**GOALS:**
**1)** Please list every actor named in the cast section of the Cat and Dog film text.
**2)** Rewrite the Cat and Dog film text between "Margherita Fumero: Deborah" and "English-speaking original cast.", inclusive, swapping out "Italy" for "France".

**SOURCE TEXT:**
---

Cat and Dog (, also known as Thieves and Robbers and Cats and Dogs) is a 1983 Italian crime comedy film directed by Bruno Corbucci.

Plot 
A playboy (Tomas Milian) who makes a living out of seducing women and stealing their jewellery accidentally ends up witnessing a Mafia murder. He must work together with the man who has been constantly trying to catch him, Lt. Alan Parker (Bud Spencer), in order to save his life.

Cast 
 Bud Spencer: Lt. Alan Parker
 Tomas Milian: Tony Roma (alias Antonio Rosario Archibald Pipino)
 Margherita Fumero: Deborah Smith
 Marc Lawrence: Salvatore Licuti
 Darcy Schean: Marianne 
 Billy Garrigues: Sgt. Haig
 Raymond Forchion: angry man

Release
The film premiered in Italy on February 11, 1983. An Italian voice cast dubbed the English-speaking original cast.

---

**SUPPLIED INFORMATION:**
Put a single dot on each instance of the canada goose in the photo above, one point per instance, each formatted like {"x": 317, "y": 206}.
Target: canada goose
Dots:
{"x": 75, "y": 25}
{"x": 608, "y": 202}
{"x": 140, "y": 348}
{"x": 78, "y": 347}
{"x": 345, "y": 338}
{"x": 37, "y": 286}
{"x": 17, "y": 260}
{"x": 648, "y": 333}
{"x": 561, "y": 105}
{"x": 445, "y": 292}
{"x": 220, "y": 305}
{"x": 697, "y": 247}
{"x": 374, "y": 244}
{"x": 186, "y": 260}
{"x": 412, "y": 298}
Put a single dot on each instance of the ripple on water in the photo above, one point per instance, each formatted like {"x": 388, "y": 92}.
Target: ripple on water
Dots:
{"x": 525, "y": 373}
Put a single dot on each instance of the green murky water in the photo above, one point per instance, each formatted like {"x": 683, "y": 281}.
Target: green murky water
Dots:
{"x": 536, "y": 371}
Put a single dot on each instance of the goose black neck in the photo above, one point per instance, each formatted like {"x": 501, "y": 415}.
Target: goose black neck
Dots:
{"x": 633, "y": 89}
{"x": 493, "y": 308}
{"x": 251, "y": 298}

---

**ANSWERS BELOW:**
**1)** Bud Spencer, Tomas Milian, Margherita Fumero, Marc Lawrence, Darcy Schean, Billy Garrigues, Raymond Forchion

**2)**
Margherita Fumero: Deborah Smith
 Marc Lawrence: Salvatore Licuti
 Darcy Schean: Marianne 
 Billy Garrigues: Sgt. Haig
 Raymond Forchion: angry man

Release
The film premiered in France on February 11, 1983. An Italian voice cast dubbed the English-speaking original cast.